What is expected
Render the rows between the lines holding "Pick out each instance of the plastic" and "<point>179,660</point>", inclusive, as a two-column CSV with the columns labeling_request and marked_points, one row per request. Put the request text and its answer points each in a single quoted field with line breaks replaced by spaces, and leave out the pictures.

Provided entries
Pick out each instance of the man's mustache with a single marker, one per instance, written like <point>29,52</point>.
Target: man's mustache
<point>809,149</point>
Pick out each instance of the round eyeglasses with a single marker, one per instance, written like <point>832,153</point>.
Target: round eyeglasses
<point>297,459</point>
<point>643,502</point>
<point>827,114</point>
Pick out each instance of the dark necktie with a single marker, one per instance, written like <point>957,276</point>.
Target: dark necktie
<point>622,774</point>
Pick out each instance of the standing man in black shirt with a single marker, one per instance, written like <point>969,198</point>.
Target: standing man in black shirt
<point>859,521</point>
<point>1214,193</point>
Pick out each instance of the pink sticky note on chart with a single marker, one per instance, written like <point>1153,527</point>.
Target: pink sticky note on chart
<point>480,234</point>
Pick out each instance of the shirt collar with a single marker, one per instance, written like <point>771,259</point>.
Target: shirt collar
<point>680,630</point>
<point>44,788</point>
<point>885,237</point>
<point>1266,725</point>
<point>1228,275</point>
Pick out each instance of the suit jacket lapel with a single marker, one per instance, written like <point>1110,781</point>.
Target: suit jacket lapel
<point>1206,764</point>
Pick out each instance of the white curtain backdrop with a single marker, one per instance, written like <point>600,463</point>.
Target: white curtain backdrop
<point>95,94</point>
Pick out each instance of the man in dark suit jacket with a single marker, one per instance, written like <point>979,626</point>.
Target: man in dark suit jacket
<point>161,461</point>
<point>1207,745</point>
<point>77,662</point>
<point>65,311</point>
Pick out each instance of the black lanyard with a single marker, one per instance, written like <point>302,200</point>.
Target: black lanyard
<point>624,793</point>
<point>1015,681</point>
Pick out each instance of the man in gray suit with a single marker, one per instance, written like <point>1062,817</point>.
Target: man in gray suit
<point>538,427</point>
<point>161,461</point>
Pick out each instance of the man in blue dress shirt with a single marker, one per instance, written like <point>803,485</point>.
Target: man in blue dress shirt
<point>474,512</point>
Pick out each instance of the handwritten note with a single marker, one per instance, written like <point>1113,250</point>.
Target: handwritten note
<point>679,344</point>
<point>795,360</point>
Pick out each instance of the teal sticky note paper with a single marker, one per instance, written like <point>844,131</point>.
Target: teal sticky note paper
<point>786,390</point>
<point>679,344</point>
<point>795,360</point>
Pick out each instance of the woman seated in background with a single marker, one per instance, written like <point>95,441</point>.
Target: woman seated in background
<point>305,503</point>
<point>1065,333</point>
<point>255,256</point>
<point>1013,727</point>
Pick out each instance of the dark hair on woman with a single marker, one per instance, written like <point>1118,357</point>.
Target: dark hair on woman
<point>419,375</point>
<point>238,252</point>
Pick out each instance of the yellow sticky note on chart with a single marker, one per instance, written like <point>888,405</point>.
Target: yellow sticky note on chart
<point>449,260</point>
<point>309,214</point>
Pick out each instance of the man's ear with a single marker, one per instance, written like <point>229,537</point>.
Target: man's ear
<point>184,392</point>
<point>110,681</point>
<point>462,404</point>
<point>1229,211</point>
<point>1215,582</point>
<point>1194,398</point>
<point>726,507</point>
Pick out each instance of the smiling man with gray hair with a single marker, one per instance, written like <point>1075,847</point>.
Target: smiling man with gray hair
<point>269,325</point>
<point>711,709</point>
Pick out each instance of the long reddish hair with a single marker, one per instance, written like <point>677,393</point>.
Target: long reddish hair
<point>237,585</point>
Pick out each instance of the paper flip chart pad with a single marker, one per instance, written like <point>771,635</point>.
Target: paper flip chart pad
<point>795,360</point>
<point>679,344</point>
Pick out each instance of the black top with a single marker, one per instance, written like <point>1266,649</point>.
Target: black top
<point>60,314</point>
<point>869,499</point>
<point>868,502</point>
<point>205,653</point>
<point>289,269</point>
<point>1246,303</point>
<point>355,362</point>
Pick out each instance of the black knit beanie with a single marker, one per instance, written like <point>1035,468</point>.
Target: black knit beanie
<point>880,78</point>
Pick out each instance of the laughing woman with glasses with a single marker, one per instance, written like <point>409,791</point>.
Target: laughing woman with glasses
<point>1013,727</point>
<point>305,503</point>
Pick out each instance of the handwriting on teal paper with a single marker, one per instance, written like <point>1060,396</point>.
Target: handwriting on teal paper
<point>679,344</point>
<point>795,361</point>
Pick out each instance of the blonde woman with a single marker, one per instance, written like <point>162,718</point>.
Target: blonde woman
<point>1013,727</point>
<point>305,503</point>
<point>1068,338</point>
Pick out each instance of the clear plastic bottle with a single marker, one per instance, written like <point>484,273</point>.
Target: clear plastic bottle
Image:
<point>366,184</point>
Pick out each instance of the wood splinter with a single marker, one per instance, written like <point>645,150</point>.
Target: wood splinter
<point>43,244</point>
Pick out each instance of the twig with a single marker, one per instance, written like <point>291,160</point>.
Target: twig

---

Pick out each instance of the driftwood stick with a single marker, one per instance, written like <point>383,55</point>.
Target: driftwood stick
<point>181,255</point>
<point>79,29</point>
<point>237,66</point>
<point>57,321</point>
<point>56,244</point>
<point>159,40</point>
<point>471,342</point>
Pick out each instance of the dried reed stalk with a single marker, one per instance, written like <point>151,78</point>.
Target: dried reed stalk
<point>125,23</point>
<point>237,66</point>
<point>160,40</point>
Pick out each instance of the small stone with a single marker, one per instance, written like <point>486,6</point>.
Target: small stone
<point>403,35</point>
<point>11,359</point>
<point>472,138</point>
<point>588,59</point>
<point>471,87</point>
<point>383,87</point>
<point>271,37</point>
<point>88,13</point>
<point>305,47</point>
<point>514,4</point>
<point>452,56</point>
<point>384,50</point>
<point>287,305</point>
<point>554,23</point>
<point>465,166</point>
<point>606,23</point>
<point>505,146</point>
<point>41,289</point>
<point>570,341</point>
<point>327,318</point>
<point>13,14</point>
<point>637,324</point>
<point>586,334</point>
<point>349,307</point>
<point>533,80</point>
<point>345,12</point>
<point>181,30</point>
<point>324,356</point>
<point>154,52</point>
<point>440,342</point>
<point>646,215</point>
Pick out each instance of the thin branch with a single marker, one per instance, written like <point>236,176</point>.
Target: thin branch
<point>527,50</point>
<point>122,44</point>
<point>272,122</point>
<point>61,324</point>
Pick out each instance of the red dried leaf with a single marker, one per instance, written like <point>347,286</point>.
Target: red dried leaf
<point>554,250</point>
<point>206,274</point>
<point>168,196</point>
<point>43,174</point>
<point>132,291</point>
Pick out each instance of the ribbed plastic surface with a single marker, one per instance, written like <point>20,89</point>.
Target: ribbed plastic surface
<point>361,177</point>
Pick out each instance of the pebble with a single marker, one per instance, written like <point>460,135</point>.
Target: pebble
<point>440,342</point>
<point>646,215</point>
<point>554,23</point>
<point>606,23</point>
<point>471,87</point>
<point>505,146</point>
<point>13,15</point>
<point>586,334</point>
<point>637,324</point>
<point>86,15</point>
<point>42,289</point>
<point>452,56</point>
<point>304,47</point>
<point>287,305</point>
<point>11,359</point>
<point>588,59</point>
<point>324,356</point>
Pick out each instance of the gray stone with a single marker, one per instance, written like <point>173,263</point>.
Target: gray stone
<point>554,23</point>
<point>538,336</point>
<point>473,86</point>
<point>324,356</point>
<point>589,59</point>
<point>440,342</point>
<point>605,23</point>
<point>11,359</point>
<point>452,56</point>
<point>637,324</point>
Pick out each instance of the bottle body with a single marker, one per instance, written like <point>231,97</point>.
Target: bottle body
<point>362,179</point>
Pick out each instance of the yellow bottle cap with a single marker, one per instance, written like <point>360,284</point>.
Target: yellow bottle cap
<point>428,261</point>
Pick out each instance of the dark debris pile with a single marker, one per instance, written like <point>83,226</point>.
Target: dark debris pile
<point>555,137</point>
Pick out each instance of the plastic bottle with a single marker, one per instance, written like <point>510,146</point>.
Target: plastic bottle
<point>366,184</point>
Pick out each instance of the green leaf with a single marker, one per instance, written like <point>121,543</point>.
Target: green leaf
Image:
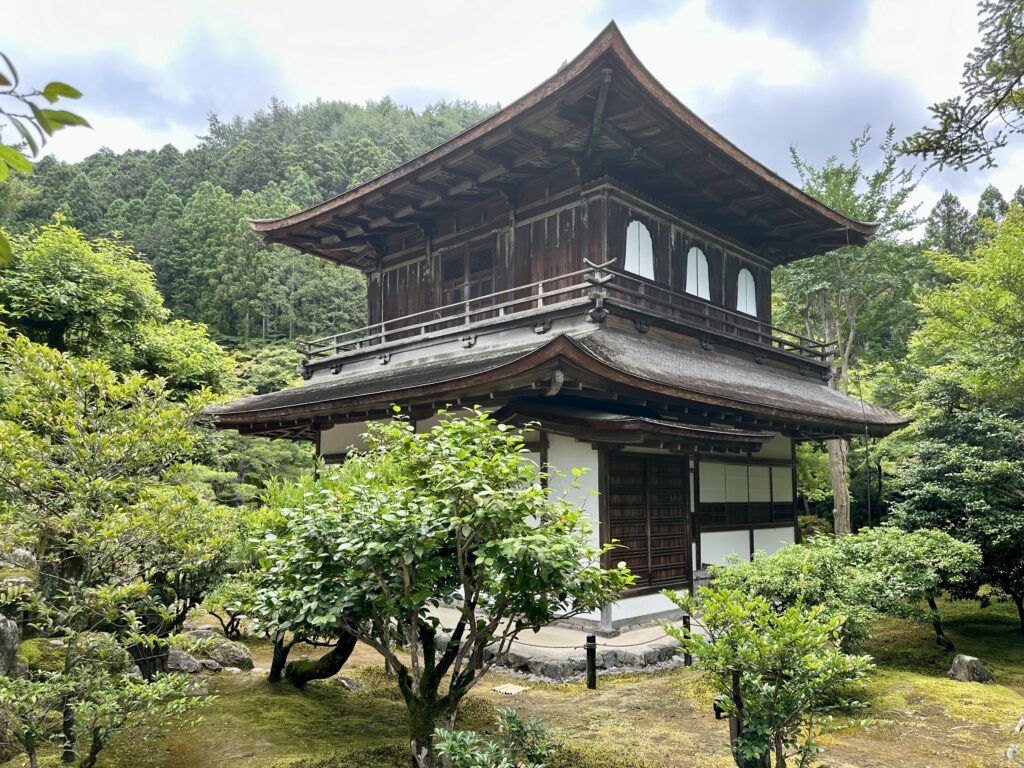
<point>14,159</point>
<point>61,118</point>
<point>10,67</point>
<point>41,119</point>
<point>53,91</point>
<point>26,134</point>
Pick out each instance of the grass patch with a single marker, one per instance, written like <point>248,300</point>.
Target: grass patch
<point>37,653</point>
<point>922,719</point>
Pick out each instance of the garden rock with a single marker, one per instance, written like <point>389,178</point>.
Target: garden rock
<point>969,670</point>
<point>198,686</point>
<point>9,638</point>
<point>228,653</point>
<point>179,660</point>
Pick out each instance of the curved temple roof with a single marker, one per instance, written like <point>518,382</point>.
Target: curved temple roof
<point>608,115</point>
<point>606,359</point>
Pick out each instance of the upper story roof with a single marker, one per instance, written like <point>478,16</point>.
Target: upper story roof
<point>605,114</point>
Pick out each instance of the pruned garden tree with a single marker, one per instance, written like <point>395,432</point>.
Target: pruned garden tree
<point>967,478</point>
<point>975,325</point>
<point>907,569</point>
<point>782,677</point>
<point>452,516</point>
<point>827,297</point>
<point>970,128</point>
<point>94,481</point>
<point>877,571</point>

Result below
labeling_request,marked_points
"Pick out each instance of the plastic bottle with a single marker, one per instance, written like <point>510,146</point>. Target: plastic bottle","<point>366,184</point>"
"Pick out each instance of the green leaf with a single marker, one per instance, written like <point>121,543</point>. Target: green leaf Image:","<point>14,159</point> <point>61,118</point> <point>10,67</point> <point>41,119</point> <point>53,91</point> <point>26,134</point>"
"Pick out each instance of the grass patch with a single marker, one per instance, written like <point>248,300</point>. Target: grass patch","<point>37,653</point> <point>922,719</point>"
"Pick out each instance of the garden rock with a single marker, one per instance, written like <point>389,178</point>. Target: garden rock","<point>969,670</point> <point>198,686</point> <point>9,638</point> <point>228,653</point> <point>179,660</point>"